- Written exercise
Only the lines from the one containing "Identify one point on each instance of the notebook" to the end of the records belong in the output; print them exactly.

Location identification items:
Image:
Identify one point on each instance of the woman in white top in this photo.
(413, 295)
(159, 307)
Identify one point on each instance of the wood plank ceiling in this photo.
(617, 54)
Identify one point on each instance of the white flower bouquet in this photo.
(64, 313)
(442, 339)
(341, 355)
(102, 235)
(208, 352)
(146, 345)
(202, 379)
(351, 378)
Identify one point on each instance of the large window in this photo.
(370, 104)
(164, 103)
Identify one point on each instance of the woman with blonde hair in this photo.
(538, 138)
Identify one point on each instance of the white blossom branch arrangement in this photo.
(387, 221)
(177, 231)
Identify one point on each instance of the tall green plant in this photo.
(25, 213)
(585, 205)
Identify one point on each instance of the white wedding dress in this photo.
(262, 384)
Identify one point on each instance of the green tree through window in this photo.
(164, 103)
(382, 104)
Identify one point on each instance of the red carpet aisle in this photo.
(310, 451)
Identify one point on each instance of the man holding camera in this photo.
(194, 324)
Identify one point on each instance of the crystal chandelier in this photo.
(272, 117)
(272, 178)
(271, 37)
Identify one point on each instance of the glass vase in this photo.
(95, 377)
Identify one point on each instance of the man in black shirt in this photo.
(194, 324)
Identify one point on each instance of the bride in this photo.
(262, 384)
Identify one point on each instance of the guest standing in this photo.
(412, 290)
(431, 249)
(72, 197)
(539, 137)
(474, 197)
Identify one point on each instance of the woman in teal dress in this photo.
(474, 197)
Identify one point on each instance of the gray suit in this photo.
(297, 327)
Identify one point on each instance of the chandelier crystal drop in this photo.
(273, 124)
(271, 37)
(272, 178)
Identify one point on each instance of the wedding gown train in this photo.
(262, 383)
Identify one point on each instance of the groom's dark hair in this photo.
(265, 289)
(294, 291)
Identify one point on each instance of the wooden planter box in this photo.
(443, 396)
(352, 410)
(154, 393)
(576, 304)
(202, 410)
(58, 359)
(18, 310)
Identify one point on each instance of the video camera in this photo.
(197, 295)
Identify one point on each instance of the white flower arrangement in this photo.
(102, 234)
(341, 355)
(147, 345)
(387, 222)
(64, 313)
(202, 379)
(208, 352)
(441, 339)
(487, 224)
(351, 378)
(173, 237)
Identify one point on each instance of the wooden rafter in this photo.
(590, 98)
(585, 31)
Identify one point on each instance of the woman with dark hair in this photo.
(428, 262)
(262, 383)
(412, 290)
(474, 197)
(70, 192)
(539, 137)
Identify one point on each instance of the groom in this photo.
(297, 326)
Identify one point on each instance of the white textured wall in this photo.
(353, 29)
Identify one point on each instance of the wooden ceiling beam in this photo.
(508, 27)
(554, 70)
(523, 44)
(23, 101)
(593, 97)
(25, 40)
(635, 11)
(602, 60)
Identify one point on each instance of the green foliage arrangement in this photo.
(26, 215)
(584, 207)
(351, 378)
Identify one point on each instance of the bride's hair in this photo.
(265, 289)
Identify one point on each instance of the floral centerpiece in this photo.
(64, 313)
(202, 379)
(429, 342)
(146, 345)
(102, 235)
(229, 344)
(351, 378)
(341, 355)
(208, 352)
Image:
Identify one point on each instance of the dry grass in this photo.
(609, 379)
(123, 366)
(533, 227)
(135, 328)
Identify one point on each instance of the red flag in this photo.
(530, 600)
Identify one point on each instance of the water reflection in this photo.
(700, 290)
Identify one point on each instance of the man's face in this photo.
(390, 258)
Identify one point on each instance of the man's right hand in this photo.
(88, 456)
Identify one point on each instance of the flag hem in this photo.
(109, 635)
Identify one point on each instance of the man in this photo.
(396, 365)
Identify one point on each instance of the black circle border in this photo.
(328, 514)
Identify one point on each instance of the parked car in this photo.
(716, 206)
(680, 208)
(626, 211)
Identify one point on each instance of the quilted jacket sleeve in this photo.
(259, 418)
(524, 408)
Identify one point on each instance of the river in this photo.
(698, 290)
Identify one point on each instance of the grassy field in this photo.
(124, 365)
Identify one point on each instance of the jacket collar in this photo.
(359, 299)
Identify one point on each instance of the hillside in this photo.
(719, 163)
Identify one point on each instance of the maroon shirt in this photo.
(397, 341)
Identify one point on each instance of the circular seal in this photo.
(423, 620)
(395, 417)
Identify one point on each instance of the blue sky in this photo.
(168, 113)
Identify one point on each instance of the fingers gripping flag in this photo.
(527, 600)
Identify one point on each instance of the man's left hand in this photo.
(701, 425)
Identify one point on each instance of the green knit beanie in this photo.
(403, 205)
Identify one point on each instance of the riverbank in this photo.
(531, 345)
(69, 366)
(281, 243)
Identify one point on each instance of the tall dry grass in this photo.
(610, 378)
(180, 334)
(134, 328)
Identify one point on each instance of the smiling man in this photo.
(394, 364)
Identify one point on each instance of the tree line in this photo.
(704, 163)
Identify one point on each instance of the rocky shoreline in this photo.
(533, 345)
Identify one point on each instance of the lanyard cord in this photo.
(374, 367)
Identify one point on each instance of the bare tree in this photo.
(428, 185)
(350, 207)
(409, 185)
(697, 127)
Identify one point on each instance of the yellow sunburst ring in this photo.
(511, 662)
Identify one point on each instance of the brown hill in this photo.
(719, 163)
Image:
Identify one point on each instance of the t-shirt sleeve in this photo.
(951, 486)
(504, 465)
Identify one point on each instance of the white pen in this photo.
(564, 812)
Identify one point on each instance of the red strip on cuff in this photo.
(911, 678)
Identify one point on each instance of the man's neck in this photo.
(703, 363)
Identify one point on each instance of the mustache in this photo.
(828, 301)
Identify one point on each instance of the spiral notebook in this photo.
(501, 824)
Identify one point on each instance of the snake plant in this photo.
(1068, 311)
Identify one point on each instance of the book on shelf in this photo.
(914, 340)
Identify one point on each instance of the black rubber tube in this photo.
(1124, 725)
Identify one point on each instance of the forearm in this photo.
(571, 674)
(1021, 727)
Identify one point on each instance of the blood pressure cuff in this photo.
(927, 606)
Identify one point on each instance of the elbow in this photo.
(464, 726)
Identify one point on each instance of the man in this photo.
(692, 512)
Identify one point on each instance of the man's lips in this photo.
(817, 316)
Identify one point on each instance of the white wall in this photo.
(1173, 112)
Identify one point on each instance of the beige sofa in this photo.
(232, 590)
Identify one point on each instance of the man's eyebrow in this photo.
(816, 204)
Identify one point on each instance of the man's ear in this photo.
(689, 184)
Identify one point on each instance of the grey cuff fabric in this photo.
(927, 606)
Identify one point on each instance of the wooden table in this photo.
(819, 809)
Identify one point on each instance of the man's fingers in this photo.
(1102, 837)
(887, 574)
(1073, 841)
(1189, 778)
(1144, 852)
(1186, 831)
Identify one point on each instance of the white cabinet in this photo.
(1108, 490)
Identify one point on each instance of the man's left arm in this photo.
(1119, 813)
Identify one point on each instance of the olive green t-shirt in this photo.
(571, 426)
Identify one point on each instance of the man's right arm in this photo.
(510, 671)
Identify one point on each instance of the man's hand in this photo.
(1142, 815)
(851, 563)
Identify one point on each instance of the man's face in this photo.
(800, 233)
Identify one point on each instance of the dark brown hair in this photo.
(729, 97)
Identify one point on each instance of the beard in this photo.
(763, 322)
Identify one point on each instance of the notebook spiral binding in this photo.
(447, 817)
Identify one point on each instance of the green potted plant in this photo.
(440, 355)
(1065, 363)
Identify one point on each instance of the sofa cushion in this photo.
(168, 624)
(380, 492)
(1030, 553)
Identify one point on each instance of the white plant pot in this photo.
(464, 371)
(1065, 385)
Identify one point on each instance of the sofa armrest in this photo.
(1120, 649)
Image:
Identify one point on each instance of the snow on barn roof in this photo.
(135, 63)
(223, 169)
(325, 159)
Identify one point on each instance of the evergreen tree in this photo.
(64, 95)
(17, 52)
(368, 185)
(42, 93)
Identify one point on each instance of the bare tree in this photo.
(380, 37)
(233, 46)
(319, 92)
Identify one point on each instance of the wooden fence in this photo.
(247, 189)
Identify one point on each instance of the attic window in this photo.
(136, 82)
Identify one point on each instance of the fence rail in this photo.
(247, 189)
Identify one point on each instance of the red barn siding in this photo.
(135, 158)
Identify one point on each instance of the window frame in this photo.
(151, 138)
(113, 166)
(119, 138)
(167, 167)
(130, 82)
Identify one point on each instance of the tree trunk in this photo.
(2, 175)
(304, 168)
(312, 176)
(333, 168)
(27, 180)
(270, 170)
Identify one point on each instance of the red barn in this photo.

- Output for this task
Identify one point on each instance of the notebook spiral binding in this photo.
(447, 817)
Identify one point on each instance of the green potted plant in this photo.
(440, 355)
(1065, 363)
Identify one point on each instance of the sofa cushion in this photo.
(168, 624)
(380, 492)
(1030, 553)
Identify one point on each instance of the white plant pot in this photo.
(464, 371)
(1065, 385)
Identify one point on each instance of the sofa armrest in this photo.
(1120, 649)
Image:
Identify one point on each instance of the snow on barn roof in this photo.
(135, 63)
(223, 169)
(325, 159)
Identify one point on each instance of the evergreen tree in this photo.
(64, 95)
(17, 52)
(368, 185)
(42, 93)
Identify one point on each instance of the bare tree in this photo.
(380, 37)
(233, 46)
(319, 92)
Identify one point on each instance of the wooden fence in this photo.
(247, 189)
Identify one point on each instance of the attic window in this photo.
(136, 82)
Identify one point on each instance of the fence rail in this photo.
(247, 189)
Identify one point on each instance of the red barn siding in this photo.
(135, 158)
Identify one point on each instance of the window frame in this photo.
(151, 138)
(113, 166)
(119, 138)
(167, 167)
(130, 82)
Identify one point on each instance of the tree trunk in this photo.
(2, 175)
(304, 168)
(312, 176)
(333, 168)
(27, 180)
(270, 170)
Identify one point on each instance of the red barn in this photo.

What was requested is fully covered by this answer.